■ Exercise aim ■
Search the records for the string "parking", then copy each line that has it.

---

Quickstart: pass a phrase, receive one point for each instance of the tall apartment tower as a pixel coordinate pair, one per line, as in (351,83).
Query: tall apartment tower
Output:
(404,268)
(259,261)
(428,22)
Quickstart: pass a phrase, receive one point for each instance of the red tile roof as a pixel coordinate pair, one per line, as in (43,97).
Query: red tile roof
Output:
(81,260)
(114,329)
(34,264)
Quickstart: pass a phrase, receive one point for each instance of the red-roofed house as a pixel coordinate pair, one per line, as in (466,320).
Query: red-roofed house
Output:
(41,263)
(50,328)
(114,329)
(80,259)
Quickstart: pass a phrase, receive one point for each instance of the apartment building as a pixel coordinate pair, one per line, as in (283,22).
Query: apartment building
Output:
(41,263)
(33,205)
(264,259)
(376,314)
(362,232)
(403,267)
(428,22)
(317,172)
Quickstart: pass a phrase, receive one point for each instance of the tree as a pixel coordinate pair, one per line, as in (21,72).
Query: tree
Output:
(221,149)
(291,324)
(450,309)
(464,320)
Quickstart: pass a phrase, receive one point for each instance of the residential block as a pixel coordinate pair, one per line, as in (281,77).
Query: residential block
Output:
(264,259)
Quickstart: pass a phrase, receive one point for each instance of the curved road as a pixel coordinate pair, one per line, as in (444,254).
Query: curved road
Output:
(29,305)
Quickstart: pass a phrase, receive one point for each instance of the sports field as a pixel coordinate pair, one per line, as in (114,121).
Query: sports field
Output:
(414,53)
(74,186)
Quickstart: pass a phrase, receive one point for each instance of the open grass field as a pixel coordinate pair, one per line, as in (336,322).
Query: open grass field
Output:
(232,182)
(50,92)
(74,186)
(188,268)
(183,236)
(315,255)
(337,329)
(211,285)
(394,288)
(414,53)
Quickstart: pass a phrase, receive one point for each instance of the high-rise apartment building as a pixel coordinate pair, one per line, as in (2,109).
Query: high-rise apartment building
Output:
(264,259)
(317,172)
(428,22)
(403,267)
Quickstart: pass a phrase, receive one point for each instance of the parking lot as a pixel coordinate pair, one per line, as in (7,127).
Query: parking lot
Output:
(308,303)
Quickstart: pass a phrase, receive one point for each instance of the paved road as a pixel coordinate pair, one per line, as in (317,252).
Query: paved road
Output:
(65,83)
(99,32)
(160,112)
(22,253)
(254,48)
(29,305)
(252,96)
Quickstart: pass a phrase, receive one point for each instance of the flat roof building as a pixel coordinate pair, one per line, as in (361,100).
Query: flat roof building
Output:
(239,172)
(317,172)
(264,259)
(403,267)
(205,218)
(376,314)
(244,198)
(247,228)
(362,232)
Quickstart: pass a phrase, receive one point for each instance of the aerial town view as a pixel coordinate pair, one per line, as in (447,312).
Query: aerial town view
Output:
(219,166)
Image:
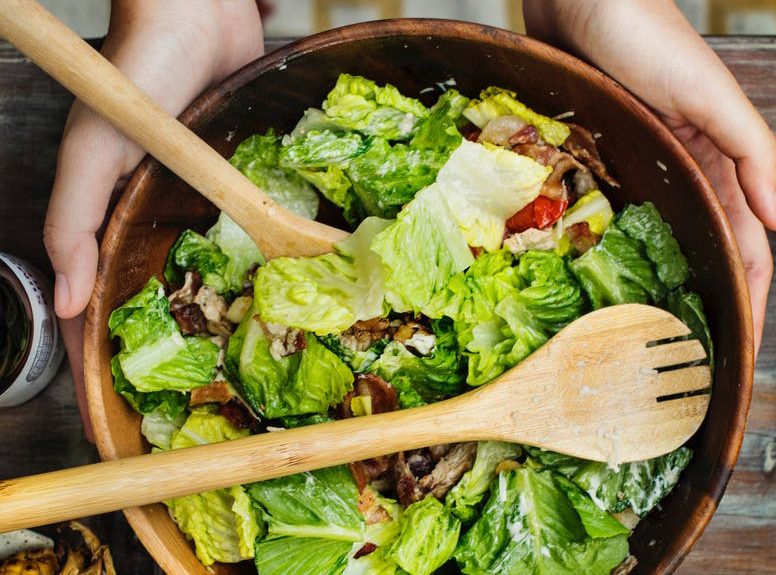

---

■ Result of the task ■
Quickstart: pass a phrase, receive one point for each instance of the parking lot as a pixel coordinate pair, one per line, as in (7,127).
Query: parking lot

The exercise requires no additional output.